(DATA SECTION):
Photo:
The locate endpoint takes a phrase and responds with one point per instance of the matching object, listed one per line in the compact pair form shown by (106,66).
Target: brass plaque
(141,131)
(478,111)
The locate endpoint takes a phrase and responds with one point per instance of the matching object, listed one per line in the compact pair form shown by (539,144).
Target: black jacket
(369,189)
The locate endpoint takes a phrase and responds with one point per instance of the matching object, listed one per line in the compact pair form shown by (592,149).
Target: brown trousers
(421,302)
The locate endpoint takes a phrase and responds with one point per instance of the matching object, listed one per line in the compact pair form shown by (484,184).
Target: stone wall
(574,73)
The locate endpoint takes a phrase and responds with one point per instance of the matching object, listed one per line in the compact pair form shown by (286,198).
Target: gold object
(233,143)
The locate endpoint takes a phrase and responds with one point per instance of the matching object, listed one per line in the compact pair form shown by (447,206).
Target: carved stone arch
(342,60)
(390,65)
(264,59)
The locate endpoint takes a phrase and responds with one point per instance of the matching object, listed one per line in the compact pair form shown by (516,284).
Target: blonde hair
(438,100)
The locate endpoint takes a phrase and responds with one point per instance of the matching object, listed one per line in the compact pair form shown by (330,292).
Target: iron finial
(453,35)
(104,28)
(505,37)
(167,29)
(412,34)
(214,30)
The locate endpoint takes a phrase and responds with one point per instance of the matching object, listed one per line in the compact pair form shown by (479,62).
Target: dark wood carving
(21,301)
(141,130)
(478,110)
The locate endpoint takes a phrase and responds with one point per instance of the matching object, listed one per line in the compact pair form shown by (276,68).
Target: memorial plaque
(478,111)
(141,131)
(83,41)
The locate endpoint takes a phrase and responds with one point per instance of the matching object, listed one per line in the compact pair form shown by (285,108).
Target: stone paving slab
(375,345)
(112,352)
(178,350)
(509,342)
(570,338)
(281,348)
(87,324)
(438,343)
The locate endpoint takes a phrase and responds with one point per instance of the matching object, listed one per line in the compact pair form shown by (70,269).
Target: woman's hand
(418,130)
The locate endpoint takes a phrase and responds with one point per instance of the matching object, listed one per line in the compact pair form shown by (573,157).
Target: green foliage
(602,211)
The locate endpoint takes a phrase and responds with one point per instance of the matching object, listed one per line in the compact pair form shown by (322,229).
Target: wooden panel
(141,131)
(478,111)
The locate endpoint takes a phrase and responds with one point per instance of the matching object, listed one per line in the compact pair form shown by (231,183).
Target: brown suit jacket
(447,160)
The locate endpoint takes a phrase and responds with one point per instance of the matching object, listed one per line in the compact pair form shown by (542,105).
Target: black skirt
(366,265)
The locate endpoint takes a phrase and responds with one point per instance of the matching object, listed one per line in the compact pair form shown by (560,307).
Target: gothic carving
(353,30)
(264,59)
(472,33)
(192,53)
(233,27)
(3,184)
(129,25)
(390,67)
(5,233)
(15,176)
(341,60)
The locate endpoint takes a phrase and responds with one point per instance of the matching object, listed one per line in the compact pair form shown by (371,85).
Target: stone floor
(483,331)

(WHAT THE TASK REQUIRES): I'd like the lines above from the one with "Target: carved stone arch" up to and including the one with "shown by (560,307)." copied exactly, with no other lines.

(FINISHED EXERCISE):
Target: carved stone arch
(342,60)
(390,65)
(264,59)
The locate endpoint takes a phrase and responds with one point per instance of the matching object, listed one per line in the compact pair form shown by (516,284).
Target: blonde hair
(438,100)
The locate endpoint takes a phrase and responds with one point per instance of the matching object, listed one per line in the compact pair form shown by (330,292).
Target: iron finial
(453,35)
(104,28)
(505,37)
(167,29)
(412,34)
(214,30)
The locate endpoint takes a phrase and responds with one point per instance of the matching object, listed one per line in the compact pair form shown by (479,62).
Target: dark wood carving
(21,301)
(141,130)
(478,110)
The locate endpoint takes a phrase and responds with one point per instance of the matching object, listed one per line in the compact pair form shown by (276,68).
Target: memorial plaque
(478,111)
(141,131)
(83,41)
The locate endpoint takes a phrase and responds with one point per instance of the matching object, listed one per line in the compact pair form shown by (285,108).
Target: stone paving slab
(375,345)
(112,352)
(178,350)
(509,342)
(570,338)
(281,348)
(87,324)
(438,343)
The locate endpoint takes a phrase and responds with one point per instance of the matching object, listed one per line in the compact pair form shown by (70,269).
Target: woman's hand
(418,130)
The locate endpoint takes a phrase and responds with one point per instance of the matching object, listed one per line in the compact pair form shown by (573,157).
Target: green foliage
(602,211)
The locate endpoint takes a phrase and responds with one point per instance of the matching object, listed one per line in the compact pair form shown by (322,229).
Target: wooden panel
(141,131)
(478,111)
The locate endpoint takes a phrase and responds with one point per instance of the matching object, listed one per line in the compact pair form shown by (231,183).
Target: brown suit jacket
(447,160)
The locate endpoint takes a phrase and responds with one point per instance of the matching object, listed one per line in the compact pair form shown by (542,105).
Target: black skirt
(366,265)
The locate endpoint takes a phrase and responds with one point per instance of the matching object, listed one per line in the compact pair form shown by (560,307).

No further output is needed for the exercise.